Wunderlich's is a much more optimistic view of the future than that of your writer. The economy here, while it is less green than we would like, is thriving, and social and cultural life is vibrant. The towns outside of metropolitan areas are being repopulated as suburbs and exurbs, and people talk of public transit and research corridors, of Higher Education as economic engine, and of the largest contiguous acreage in the country devoted to organic farming, even as production agriculture continues to place North Dakota among the top ten states in crop production in everything from honey to wheat, dry beans and peas, soybeans and oilseeds.

North Dakota's economy, though, is incredibly diverse, with energy, light industry and the service economy far outweighing the agricultural economy in impact. From RFID research and production to R and D and outside sales for Microsoft, the place is alive.

With a November 2007 unemployment rate of 2.5%, and an enviable record in educational attainment of its people, it is a place much different than you or your writer can imagine.

You might come out to visit sometime. You would be surprised and maybe a little ashamed of the article you just published.

Ann Wendel
Dec 17, 2007 2PM #

North Dakota – “a giant skeleton of abandoned human desire.” Charles Bowman is right about North Dakota – sort of. Living here, we know the sadness of endings, the changing loyalties that follow in small town life, the people and places lost to time. He is also wrong about it. We also know the solace of places long remembered, of farms and villages and friends. When modern celebrities embraced the old idea that “It takes a village to raise a child,” North Dakotans understood. We had been those children; we were that village.
In her book, Dakota, a Spiritual Geography, Kathleen Norris says of the modern American capitalist’s viewpoint, “ … the market is everything. Since there is no market here, nothing that counts demographically, we don't exist.” I recommend Mr. Bowman read that book. It may help him realize that we do still exist. His narrative matches the article’s lovely, haunting pictures, and we all know those “thousand word” pictures can distort the truth. Three of the four villages he mentions are not recently become ghost towns – he is reporting rather old history here. It is dangerous and damaging to marginalize what is simply different from the norm. We are still here, we are still small, we expect always to be so. There are quieter, subtler things to be learned here, to be appreciated here. We are not merely surviving to die another day.
We invite you to come to North Dakota, to stay if you have the “right stuff”, and to enjoy what Ms. Norris called “the emptiness full of small things.” You may find the weather difficult at times, but you will also find a resulting patience in the people, a peacefulness in the prairie’s empty fullness.

Becky Salberg
Dec 17, 2007 2PM #

What is missing from your story, Mr. Bowden? Perhaps when you were in North Dakota you failed to notice
the towns nearby these “long ago” towns that are thriving and growing?
Perhaps you missed the fact that those of us who choose to stay here are
earning more than “adequate” livings without the metropolitan
drawbacks….traffic, noise, crime, etc. We can even drive a few miles to
one of our “metropolitan” areas (yes, we do have them), and enjoy the arts,
upscale restaurants….everything you can find in the over-populated areas
you seem to admire. I believe if you choose to do so, you can draw the
same dismal conclusion in any setting and I would suggest that you can go
to any state and find the same scenario being played out….one community
declining while another is thriving. However, your article does seem to
leave one with the impression that nothing is thriving in North Dakota.

*Tasks to perform*
#1 Could you reproduce the North Dakota reader comments, beginning at the words "Perhaps you missed" and stopping after "in North Dakota.", but swap "restaurants" for "eateries"?
#2 Can you carry the North Dakota reader comments forward from the point where they stop?

[Source data]
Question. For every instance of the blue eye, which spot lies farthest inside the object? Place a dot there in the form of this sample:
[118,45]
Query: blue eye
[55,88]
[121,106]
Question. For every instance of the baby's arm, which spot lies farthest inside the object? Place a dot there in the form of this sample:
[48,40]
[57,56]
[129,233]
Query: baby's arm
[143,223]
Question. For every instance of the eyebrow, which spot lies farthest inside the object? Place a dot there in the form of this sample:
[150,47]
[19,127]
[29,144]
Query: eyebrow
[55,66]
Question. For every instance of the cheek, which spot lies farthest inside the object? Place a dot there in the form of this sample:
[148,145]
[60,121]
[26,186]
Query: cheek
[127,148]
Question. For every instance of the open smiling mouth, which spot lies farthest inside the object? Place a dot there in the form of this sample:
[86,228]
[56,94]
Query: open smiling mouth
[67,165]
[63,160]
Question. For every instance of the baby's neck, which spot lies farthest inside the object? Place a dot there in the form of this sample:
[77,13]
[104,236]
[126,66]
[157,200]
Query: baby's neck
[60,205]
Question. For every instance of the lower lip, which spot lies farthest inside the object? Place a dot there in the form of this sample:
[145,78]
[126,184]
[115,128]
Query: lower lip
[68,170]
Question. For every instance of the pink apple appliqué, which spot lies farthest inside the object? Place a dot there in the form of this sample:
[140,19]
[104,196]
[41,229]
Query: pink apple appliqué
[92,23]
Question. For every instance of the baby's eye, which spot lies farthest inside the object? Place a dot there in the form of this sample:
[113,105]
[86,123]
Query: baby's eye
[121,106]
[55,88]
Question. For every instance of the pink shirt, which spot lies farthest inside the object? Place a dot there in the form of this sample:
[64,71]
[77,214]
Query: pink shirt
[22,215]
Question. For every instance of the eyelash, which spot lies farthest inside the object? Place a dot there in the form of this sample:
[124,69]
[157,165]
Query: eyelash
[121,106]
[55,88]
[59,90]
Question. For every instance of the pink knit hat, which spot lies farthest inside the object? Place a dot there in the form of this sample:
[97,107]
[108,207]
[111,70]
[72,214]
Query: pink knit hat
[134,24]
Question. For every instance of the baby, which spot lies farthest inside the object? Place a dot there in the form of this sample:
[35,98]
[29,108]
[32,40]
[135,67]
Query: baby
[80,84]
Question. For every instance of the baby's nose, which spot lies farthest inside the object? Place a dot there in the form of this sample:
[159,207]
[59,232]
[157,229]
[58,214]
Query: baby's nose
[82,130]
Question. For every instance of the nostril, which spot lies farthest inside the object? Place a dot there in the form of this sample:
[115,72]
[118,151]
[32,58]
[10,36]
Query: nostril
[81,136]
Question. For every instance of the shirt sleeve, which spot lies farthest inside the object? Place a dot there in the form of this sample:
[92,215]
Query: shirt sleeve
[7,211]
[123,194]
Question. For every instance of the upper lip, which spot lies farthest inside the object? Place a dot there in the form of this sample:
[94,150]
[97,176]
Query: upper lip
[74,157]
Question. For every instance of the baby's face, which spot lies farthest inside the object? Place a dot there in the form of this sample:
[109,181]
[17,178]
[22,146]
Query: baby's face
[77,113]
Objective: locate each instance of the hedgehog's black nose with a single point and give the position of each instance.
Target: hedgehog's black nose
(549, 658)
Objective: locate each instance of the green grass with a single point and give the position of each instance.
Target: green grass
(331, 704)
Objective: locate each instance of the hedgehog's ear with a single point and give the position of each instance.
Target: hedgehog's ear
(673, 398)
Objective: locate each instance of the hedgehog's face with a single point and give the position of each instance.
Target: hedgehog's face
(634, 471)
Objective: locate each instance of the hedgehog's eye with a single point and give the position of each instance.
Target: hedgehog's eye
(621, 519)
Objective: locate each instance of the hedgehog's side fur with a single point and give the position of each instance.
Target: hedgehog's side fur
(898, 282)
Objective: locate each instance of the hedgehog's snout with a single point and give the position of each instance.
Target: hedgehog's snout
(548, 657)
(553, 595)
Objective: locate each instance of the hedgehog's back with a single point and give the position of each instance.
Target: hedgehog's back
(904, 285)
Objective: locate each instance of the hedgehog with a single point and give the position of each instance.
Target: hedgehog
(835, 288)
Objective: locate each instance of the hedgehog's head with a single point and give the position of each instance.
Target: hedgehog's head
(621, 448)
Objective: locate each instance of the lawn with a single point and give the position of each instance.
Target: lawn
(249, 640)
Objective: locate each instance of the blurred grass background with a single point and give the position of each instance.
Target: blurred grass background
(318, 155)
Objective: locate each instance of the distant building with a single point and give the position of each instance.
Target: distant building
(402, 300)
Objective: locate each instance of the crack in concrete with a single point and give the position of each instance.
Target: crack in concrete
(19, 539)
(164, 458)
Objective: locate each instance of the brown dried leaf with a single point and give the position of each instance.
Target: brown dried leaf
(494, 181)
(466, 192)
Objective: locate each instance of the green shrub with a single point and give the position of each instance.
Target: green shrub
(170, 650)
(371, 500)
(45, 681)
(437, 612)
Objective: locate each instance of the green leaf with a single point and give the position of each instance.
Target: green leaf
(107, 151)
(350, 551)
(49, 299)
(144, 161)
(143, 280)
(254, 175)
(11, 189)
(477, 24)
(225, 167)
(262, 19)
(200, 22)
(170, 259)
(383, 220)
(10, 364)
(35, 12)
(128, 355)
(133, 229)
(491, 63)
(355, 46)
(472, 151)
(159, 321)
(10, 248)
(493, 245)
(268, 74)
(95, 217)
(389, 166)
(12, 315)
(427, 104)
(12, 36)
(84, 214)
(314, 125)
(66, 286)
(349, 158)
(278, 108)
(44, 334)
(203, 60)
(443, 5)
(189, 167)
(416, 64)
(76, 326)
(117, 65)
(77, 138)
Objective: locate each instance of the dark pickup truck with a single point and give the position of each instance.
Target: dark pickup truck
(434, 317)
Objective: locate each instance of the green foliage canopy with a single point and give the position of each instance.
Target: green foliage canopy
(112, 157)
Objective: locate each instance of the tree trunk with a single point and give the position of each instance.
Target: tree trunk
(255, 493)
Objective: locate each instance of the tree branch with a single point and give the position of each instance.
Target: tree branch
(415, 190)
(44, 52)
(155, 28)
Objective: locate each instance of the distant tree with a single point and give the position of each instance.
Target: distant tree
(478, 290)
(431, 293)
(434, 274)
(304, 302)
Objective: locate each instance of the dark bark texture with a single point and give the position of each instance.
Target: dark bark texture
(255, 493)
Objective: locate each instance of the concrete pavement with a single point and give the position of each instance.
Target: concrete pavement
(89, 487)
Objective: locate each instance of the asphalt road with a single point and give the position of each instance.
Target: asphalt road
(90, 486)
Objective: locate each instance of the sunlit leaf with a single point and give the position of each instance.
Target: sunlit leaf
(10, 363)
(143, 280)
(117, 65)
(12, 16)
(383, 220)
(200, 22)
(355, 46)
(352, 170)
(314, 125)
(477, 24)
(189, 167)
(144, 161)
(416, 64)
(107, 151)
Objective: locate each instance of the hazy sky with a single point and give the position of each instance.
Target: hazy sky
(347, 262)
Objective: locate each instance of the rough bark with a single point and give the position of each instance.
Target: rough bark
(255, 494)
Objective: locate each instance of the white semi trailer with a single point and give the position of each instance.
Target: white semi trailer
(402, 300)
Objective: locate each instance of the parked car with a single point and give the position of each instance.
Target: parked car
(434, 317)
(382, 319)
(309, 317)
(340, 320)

*Final answers*
#1
Perhaps you missed the fact that those of us who choose to stay here are
earning more than “adequate” livings without the metropolitan
drawbacks….traffic, noise, crime, etc. We can even drive a few miles to
one of our “metropolitan” areas (yes, we do have them), and enjoy the arts,
upscale eateries….everything you can find in the over-populated areas
you seem to admire. I believe if you choose to do so, you can draw the
same dismal conclusion in any setting and I would suggest that you can go
to any state and find the same scenario being played out….one community
declining while another is thriving. However, your article does seem to
leave one with the impression that nothing is thriving in North Dakota.

#2
I would also suggest that you visit North Dakota again. This time with
your dark glasses removed and try to appreciate what we have to offer……
solid employment opportunities; outstanding educational systems; clean air;
productive, fertile land; friendly, caring people. Maybe even walk through
a different type of house in a thriving small town this time, where nothing
is left decaying from the past, but rather is cluttered with the
future…….children playing, adults going off to work each day, friends
gathering. Maybe this time you will see the “My Shower” book displayed on
the coffee table, or the “Book of Knowledge” website open on the computer.
Or maybe you will look out the window of this home at the new construction
going on across the street or the coffee kiosk on the corner.

Send Mr. Bowden back, NG, to write about the great things all of you missed
the first time.

Kristy Rose
Dec 17, 2007 2PM #

Thank you, Mr. Bowden for your negative depiction of our beloved North Dakota. We would like to keep ND as America's best kept secret and your drivel will help us do just that.

It's unfortunate that you did not offer two sides to the story. You failed to mention that our schools are ranked higher than more populated states, that we're in the top 10 of states with the least number of suicides and cases of depression, that we have a budget surplus California would kill (literally I imagine) to have and that people flock to our proud state for some of the world's best hunting and fishing. You also failed to mention that we are some of the nicest people you'll ever meet, you can still leave your car and home unlocked, and our kids are safe playing outside. And you missed one glaring thing that sets our state apart from the "progressive" states: Dakotans are proud of their heritage. We don't water it down with political correctness and we still celebrate Christmas.

But you're right, Mr. Bowden. This is just a cemetary for dead dreams and dying hope. Keep telling people that. We'd like to keep our state free of traffic and crime.

Dakota Kid
Dec 17, 2007 2PM #

Had your North Dakota story not mentioned what state you were talking about, I never would have guessed it was North Dakota. Your depiction certainly doesn't describe the state that I've called home for 44 years.

I travel extensively (45 states and counting) and the more places I visit, the more I confirm that I live in N.D. by choice and feel incredibly fortunate for what we have.

I can only guess that doom & gloom sells magazines better than good news.

Mark Olson
Dec 17, 2007 2PM #

Dear National Geo,

My, my, my...Charles Bowden is a gifted writer.

His Comp/Lit 101 piece is all the better for the Andrew Wyeth (Christina’s World) inspired photograph by Eugene Richards.

Is that Christina’s spine laying gently in the grass? Now we know what happened to her world.

Thank you both. Mr. Bowden’s Creative Writing courses are bearing fruit. Mr. Richards Art History studies serve him well.

Too bad neither have an original thought between them.

We’ve seen this photo and read this article a dozen times over the last twenty years.

This type of article is beyond cliché and stereotype.

These guys need to leave Manhattan, or at least get west of the Hudson River more often.

There’s a big world out there boys – and it’s dying to see you.

Not dying for you to see it.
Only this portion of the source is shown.